- One service zone: There would be no requirement for a transfer downtown to reach more distant destinations.
- Two service zones: The dividing line would be Limestone Street, slicing the city into east and west zones.
- Four service zones: The dividing lines would be Limestone and Main Streets, creating northwest, northeast, southwest and southeast zones.
Public transportation outside of Springfield is non-existent for many Clark County residents. The study recommends that the count also be split into two service zones: east and west. This would require transfers in downtown Springfield for cross county trips, and transfers could also be made to out-of-county transit systems.
The transition to additional urban transportation services and the creation of new rural services are costly. More than $265,000 is the estimated total of operating and capital costs for the urban services expansion, and the estimate for the new rural service is $1.18 million, the study found. However, federal and state subsidies are expected to contribute to the bulk of costs, with $93,328 expected for a local match for city services and $170,296 expected for the local contribution to rural county transit.
Local matches can be reduced, too, from employer subsidies and service contracts with social service providers, according to the transportation committee.
Transportation planner Glen Massie said Wednesday that several employers that want to contribute to city and county transportation services.
Fares to use public transportation may also change in the county’s future. Those using demand response services in the rural spaces may be charged based on miles traveled per the recommendation of the study. Transfers would be free within zones.
Urban fares could increase by 25 cents or more, per the study’s recommendations.
County commissioners did not act on the study findings at their Wednesday meeting, but voiced a lack of public transportation options outside of Springfield.
“We know there’s an established need,” said Commissioner Melanie Flax Wilt.
Currently, public transit is available in Springfield through the Springfield City Area Transit (SCAT), which has several fixed routes that operate every hour, with one route operating every 30 minutes. Buses first pick up passengers as early as 6:40 a.m. for some routes, and buses cease picking up passengers before 7 p.m.
The city also operates a paratransit for ADA-certified passengers who cannot use SCAT and who call ahead at least 24 hours before their desired trip, and all people can use SCAT’s dial-a-ride service to schedule a ride, according to the transportation committee.
Throughout the study, the transportation committee met with health care leaders, education leaders, local employers, and other stakeholders to hear about their transportation needs.
The study found that employers in the area are struggling to attract employees, with lack of frequent transportation being an obstacle. The study also found that the current fixed routes in the city did not meet the scheduling needs of industrial employers in the county, which have shifts that begin and end after buses stop running.
Medical providers and social service agencies would also benefit from flexible services to help patients access transportation after hospital stays or doctor’s appointments, the study found.
The Clark County Commission authorized a $123,388 contract with TranSystems for the county transit study in September 2021. The last county transit study operated in Clark County was completed in 2009.
The study’s findings were also presented to Springfield city commission on Tuesday evening.

*PROBLEM TO SOLVE*:
Answer these questions about the Clark County transit article:
1. Under the two-zone option, which street would split the city into east and west zones?
2. What is the estimated cost of the new rural service?
3. In what year was the previous Clark County transit study completed?
The material that comes next has nothing to do with the transit article.

*DATA EXCERPTS*:
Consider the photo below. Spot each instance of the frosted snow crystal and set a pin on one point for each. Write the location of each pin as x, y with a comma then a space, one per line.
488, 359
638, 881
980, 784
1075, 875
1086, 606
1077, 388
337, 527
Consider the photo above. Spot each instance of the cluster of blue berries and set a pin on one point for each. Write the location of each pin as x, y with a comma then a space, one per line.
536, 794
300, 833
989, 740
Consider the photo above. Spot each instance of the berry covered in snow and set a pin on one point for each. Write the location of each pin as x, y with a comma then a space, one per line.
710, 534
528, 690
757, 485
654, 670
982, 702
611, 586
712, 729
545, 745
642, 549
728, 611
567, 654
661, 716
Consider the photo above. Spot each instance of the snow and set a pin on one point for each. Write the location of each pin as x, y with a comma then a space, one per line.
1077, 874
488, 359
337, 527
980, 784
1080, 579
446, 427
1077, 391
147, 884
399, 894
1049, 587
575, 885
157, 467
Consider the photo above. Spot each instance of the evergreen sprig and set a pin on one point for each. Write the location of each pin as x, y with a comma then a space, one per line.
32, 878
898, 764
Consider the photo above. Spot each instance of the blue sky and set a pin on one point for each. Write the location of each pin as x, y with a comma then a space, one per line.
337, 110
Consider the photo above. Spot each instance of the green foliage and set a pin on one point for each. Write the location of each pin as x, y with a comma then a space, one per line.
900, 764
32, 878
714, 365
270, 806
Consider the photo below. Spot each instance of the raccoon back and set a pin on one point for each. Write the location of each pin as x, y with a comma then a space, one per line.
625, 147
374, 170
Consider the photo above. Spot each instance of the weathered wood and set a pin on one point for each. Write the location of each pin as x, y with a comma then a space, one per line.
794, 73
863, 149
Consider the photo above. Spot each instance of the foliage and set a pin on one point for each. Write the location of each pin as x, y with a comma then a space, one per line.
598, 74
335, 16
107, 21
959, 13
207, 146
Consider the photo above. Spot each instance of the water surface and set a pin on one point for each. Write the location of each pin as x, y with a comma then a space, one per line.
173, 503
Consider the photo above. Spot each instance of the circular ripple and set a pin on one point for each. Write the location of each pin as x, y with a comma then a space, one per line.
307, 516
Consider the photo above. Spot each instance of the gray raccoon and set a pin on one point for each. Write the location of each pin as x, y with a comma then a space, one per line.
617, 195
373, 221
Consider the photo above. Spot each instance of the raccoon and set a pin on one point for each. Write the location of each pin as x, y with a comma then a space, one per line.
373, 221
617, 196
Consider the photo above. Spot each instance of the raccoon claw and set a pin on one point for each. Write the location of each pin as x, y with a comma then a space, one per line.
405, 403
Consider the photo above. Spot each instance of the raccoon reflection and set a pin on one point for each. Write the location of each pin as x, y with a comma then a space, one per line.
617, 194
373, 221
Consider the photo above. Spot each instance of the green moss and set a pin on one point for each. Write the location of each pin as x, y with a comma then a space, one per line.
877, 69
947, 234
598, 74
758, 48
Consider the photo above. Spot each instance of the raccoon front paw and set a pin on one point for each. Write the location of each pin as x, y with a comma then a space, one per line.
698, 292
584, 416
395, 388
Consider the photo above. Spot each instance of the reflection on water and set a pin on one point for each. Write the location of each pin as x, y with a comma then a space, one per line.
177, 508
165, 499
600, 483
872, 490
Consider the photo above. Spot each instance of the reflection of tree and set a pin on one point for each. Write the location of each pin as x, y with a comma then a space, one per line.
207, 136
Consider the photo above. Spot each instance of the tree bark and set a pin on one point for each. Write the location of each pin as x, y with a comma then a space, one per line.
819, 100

*ANSWER SPACE*:
1. Limestone Street
2. $1.18 million
3. 2009